Extract the line that contains "Note for the class: annotate every instance of the white snow" and every line after it to the end of the records below, exactly as written and nothing else.

▶

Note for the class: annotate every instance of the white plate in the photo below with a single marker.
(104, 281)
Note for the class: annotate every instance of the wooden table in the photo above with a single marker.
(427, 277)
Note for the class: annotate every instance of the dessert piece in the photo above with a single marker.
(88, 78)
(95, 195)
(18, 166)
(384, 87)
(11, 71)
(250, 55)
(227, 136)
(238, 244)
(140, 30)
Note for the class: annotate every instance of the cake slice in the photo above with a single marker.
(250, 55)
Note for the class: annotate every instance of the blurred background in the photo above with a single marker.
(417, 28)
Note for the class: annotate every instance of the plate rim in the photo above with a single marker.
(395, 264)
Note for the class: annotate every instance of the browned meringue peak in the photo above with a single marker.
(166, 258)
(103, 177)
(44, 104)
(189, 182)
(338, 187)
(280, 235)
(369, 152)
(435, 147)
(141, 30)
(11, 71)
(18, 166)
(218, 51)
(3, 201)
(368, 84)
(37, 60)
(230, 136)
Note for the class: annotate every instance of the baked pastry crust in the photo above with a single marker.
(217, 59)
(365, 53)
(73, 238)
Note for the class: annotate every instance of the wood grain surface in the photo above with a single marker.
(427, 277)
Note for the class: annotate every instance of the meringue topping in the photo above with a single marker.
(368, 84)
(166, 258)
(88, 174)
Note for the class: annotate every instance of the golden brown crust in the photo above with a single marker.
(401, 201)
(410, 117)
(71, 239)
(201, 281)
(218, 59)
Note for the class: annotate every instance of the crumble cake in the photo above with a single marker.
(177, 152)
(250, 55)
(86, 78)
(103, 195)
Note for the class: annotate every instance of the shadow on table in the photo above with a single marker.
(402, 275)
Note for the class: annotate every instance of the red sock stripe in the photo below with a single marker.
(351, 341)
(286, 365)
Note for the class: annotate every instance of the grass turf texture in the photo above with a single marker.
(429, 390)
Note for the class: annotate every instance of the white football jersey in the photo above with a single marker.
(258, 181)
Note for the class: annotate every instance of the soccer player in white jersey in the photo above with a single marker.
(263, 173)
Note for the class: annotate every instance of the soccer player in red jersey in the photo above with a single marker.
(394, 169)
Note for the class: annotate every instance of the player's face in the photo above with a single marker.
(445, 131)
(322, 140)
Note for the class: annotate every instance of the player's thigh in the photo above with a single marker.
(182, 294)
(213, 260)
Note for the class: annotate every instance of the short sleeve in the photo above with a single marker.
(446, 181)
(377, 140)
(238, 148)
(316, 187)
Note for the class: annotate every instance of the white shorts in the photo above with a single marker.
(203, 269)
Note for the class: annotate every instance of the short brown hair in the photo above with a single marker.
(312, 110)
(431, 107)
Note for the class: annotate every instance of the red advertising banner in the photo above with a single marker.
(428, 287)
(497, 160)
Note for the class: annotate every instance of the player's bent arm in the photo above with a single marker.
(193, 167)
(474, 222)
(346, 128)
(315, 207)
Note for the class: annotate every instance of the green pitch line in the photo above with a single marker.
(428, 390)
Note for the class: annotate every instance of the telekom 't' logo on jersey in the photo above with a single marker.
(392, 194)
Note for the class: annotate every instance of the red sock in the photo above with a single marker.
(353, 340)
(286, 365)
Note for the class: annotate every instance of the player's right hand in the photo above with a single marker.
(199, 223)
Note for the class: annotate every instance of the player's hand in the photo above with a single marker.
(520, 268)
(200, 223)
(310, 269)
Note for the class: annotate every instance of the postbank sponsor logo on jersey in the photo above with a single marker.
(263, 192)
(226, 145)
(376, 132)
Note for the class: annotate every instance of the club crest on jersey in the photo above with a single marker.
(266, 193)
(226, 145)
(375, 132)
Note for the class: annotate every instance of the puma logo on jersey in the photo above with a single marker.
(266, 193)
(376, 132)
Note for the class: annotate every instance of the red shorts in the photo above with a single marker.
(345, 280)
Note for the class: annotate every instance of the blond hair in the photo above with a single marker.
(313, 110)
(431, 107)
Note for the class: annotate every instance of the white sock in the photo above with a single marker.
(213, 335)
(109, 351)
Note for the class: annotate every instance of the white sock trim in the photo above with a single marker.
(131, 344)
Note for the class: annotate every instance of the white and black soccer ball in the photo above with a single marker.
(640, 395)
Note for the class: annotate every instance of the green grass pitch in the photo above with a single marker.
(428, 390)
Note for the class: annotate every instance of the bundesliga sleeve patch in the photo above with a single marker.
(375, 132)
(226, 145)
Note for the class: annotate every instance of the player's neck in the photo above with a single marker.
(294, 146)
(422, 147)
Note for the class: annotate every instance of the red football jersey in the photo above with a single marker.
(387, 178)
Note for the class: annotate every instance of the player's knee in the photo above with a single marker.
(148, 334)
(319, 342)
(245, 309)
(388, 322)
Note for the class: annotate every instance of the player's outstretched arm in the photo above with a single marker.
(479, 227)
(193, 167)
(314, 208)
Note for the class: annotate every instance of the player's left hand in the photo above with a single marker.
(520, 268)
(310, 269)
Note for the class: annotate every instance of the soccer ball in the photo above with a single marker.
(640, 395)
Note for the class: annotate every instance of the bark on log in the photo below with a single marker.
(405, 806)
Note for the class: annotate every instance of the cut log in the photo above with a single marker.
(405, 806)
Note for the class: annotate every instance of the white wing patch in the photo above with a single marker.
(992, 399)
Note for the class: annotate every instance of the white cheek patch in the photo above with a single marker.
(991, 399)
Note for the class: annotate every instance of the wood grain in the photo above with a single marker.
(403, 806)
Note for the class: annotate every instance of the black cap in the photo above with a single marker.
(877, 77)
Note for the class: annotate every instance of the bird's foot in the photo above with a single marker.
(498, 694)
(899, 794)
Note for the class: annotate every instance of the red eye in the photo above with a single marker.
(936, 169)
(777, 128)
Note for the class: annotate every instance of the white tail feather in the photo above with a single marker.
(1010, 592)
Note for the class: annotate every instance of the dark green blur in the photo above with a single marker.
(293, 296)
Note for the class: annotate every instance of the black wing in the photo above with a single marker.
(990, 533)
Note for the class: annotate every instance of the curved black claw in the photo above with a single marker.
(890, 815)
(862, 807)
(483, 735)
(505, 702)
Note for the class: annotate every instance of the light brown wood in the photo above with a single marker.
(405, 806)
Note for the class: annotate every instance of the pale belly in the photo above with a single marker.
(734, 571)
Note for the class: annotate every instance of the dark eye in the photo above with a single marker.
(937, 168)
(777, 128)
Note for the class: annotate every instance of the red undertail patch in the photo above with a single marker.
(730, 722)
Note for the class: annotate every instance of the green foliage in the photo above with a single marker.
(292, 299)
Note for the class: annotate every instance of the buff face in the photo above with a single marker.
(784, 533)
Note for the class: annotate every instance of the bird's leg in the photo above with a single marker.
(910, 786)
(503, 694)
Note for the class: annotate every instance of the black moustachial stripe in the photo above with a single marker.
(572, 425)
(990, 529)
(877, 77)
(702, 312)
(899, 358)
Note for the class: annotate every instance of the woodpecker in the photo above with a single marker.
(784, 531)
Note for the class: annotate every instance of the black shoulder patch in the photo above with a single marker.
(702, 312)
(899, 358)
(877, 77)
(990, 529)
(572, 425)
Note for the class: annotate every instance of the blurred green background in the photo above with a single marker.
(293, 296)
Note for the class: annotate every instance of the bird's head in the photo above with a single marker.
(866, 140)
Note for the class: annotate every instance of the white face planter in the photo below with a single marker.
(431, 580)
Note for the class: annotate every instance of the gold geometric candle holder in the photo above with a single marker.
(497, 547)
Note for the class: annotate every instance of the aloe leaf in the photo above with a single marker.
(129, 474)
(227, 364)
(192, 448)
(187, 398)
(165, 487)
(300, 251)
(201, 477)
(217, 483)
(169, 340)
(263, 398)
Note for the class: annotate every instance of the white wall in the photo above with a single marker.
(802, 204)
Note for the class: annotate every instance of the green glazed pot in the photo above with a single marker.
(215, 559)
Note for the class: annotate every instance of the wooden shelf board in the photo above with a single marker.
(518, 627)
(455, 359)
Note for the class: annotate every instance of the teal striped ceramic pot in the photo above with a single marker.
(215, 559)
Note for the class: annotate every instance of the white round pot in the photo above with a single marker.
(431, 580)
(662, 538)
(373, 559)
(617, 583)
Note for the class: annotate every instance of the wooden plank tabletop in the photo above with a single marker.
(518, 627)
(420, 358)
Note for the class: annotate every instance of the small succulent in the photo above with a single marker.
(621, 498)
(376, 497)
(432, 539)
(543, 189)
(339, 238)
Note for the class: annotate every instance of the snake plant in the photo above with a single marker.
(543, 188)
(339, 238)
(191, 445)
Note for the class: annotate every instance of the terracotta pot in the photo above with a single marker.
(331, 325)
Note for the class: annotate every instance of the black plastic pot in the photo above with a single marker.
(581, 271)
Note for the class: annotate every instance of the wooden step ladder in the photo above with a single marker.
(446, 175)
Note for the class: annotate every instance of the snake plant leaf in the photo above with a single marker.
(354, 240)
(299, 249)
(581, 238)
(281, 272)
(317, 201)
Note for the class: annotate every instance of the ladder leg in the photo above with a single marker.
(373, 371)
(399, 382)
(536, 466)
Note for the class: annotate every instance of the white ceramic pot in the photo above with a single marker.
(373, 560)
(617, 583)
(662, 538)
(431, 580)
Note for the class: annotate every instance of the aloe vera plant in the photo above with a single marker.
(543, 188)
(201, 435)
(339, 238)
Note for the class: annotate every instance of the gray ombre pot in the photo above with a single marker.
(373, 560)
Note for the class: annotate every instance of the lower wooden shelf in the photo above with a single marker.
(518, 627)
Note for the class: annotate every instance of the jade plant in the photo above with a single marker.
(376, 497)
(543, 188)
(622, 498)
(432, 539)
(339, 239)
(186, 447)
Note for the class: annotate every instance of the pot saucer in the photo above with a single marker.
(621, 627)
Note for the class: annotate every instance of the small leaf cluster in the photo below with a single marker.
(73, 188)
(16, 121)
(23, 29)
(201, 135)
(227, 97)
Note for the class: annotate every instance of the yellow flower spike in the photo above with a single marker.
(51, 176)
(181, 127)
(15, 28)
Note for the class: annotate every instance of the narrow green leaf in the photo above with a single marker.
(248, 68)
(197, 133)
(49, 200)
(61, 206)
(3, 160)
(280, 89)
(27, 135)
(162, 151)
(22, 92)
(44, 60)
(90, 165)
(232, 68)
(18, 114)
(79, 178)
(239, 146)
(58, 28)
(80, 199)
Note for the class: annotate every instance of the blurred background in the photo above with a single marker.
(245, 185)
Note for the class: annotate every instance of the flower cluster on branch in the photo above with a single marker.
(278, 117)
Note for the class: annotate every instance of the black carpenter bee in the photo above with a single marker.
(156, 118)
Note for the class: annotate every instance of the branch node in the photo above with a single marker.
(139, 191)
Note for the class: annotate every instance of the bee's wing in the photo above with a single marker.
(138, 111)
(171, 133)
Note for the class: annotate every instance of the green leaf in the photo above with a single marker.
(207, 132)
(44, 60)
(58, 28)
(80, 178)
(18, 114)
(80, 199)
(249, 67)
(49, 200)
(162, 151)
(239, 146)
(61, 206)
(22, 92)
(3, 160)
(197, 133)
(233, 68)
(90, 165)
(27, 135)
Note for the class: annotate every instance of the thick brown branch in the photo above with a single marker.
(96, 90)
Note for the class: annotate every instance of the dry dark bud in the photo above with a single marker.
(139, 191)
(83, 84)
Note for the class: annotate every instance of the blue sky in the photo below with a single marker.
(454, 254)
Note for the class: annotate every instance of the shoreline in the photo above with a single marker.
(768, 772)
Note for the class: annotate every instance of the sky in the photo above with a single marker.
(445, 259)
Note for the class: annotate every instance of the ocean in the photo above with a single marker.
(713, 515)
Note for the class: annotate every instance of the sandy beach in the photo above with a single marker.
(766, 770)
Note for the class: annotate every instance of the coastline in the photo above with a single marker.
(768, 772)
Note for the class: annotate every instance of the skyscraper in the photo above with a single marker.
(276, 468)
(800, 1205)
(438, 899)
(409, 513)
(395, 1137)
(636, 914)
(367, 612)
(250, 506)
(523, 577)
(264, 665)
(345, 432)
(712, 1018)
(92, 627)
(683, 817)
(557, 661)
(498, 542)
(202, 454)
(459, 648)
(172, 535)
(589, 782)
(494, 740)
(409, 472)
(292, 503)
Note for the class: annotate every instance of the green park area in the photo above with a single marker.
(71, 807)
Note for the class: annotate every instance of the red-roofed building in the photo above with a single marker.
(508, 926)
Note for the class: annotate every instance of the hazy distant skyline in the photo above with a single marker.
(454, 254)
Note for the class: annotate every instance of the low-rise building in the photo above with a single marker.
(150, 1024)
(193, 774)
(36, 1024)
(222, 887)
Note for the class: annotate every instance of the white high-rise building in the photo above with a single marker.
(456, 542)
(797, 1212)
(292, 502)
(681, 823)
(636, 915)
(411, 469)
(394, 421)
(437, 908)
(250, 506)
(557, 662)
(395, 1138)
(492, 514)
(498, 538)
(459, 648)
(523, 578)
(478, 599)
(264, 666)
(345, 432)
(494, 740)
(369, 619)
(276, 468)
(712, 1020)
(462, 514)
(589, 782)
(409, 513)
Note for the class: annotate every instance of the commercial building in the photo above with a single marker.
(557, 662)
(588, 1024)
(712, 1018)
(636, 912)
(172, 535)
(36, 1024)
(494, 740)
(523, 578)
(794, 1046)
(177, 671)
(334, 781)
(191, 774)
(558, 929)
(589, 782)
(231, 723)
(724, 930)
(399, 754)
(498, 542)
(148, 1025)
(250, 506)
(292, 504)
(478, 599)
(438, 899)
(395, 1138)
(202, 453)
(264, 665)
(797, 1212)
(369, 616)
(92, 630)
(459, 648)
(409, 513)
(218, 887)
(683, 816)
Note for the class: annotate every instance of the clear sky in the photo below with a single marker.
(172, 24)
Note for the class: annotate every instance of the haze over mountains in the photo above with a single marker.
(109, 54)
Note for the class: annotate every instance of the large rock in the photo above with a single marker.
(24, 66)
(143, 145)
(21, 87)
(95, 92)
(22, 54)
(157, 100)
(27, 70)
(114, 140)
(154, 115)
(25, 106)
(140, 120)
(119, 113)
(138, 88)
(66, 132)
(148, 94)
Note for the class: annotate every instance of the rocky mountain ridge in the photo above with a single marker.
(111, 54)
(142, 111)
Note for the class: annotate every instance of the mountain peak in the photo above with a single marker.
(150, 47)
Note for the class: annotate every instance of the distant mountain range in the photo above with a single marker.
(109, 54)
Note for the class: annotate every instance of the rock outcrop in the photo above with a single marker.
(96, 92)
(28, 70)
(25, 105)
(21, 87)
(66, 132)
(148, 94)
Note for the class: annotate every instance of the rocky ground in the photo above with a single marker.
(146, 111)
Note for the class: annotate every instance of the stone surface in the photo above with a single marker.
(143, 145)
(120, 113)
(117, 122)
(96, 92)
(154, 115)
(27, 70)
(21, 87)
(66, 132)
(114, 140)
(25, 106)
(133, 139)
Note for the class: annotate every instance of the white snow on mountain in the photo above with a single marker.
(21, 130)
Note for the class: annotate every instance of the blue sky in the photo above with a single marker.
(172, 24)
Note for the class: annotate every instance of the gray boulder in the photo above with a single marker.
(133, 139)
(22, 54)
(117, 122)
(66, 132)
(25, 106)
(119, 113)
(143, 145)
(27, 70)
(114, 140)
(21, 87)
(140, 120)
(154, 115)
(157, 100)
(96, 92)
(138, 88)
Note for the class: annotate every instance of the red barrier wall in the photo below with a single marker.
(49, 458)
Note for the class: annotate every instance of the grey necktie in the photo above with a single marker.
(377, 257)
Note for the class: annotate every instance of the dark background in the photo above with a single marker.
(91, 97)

◀

▸ **Exercise answer**
Note for the class: annotate every instance of the white snow on mountain in the photo above with a single marker.
(21, 130)
Note for the class: annotate every instance of the blue sky in the photo above with a single marker.
(172, 24)
Note for the class: annotate every instance of the gray boulder in the photo above with a single marker.
(133, 139)
(22, 54)
(117, 122)
(66, 132)
(25, 106)
(119, 113)
(143, 145)
(27, 70)
(114, 140)
(21, 87)
(140, 120)
(154, 115)
(157, 100)
(96, 92)
(138, 88)
Note for the class: annotate every instance of the red barrier wall in the photo below with a single marker.
(49, 458)
Note for the class: annotate every instance of the grey necktie in the photo above with a single marker.
(377, 257)
Note for the class: annotate every instance of the dark background in the photo above with a single marker.
(91, 97)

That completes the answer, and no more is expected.